[Collected data]
⁂
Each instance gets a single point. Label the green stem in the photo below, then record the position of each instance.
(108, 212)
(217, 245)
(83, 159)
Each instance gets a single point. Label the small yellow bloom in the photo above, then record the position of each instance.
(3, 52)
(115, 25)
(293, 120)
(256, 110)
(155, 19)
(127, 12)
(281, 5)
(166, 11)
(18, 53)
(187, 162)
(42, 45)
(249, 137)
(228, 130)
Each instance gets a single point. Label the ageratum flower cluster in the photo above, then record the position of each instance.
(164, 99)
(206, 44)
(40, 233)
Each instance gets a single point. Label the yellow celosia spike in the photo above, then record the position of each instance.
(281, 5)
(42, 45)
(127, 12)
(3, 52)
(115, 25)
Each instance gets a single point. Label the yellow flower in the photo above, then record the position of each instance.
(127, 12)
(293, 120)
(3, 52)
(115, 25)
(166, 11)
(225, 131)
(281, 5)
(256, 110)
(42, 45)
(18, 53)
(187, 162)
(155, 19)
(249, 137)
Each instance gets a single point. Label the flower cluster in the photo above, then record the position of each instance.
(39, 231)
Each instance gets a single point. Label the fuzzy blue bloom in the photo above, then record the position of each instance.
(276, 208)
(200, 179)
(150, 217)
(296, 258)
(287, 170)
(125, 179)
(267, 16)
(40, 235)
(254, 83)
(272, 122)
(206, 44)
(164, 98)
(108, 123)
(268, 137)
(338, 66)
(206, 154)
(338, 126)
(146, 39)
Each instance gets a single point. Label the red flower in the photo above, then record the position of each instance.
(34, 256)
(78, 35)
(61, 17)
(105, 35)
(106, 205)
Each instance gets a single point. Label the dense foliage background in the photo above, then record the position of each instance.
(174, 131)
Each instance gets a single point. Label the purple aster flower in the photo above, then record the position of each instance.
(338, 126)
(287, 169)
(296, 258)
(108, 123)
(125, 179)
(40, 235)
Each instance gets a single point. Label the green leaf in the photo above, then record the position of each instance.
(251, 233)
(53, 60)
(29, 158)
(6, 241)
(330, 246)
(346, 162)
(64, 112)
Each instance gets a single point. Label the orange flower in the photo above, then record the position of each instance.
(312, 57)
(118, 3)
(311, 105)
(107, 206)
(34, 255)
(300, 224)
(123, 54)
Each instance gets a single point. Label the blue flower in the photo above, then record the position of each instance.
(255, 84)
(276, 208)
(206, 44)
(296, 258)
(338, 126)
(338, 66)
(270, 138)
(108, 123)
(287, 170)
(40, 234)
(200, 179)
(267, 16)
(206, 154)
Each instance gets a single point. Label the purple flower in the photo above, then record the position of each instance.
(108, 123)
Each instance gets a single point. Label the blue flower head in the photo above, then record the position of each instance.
⁂
**SET EXERCISE:** Update the records by replacing every occurrence of "record the position" with "mark the location", leaving all other text unchanged.

**REPLY TO THE EXERCISE:**
Each instance gets a single point. Label the green stem in the photo below, then mark the location of each instance.
(108, 212)
(217, 245)
(83, 159)
Each instance gets a single point. Label the small yellow bloom in the photo above, then mark the location of each instance.
(3, 52)
(115, 25)
(293, 120)
(256, 110)
(155, 19)
(127, 12)
(281, 5)
(166, 11)
(18, 53)
(187, 162)
(42, 45)
(249, 137)
(228, 130)
Each instance gets a single point. Label the ageratum flower cluster in the photo above, then mark the location of each instance.
(164, 99)
(206, 44)
(40, 233)
Each instance gets a single point. Label the yellow celosia spike in the photo above, then mark the location of each instance.
(281, 5)
(42, 45)
(127, 12)
(3, 52)
(115, 25)
Each instance gets a single point. Label the yellow flower in the photo above, then mark the location of each instance.
(127, 12)
(293, 120)
(3, 52)
(115, 25)
(166, 11)
(225, 131)
(281, 5)
(256, 110)
(42, 45)
(18, 53)
(187, 162)
(155, 19)
(249, 137)
Each instance gets a single point. Label the flower cluster in the photo above, then mark the location of each instance.
(39, 231)
Each instance gets a single point. Label the fuzzy blue bloom in the photo above, then mark the location of each instance.
(276, 208)
(200, 179)
(150, 217)
(296, 258)
(287, 170)
(125, 179)
(267, 16)
(40, 235)
(254, 83)
(272, 122)
(206, 44)
(164, 98)
(108, 123)
(268, 137)
(338, 66)
(206, 154)
(338, 126)
(146, 39)
Each instance gets a single point. Label the red flower in the photo above, then mark the location of each instance.
(34, 256)
(78, 35)
(61, 17)
(105, 35)
(106, 205)
Each instance gets a single point. Label the dense foliage background in the photo above, then mark the location of each instance.
(174, 131)
Each instance gets a single point. Label the purple aster flower in the photo above, then mark the location of each instance.
(338, 126)
(287, 169)
(296, 258)
(108, 123)
(125, 179)
(40, 235)
Each instance gets a single point. Label the green leaf in the photo above, then mark the location of each instance.
(251, 233)
(53, 60)
(29, 158)
(6, 241)
(330, 246)
(346, 162)
(64, 112)
Each instance gets a single point. Label the orange flower in the photo above, then mark the location of each instance.
(312, 57)
(118, 3)
(311, 105)
(107, 206)
(34, 255)
(300, 224)
(123, 54)
Each instance gets a single point. Label the blue flower in the photo above, then mark the location of each instance.
(255, 84)
(276, 208)
(206, 44)
(296, 258)
(338, 126)
(338, 66)
(270, 138)
(108, 123)
(287, 170)
(40, 234)
(200, 179)
(267, 16)
(206, 154)
Each instance gets a single point. Label the purple flower in the photo above, then mark the location of each instance.
(108, 123)
Each instance gets a single point. Label the blue flower head in the photo above, then mark the location of each instance.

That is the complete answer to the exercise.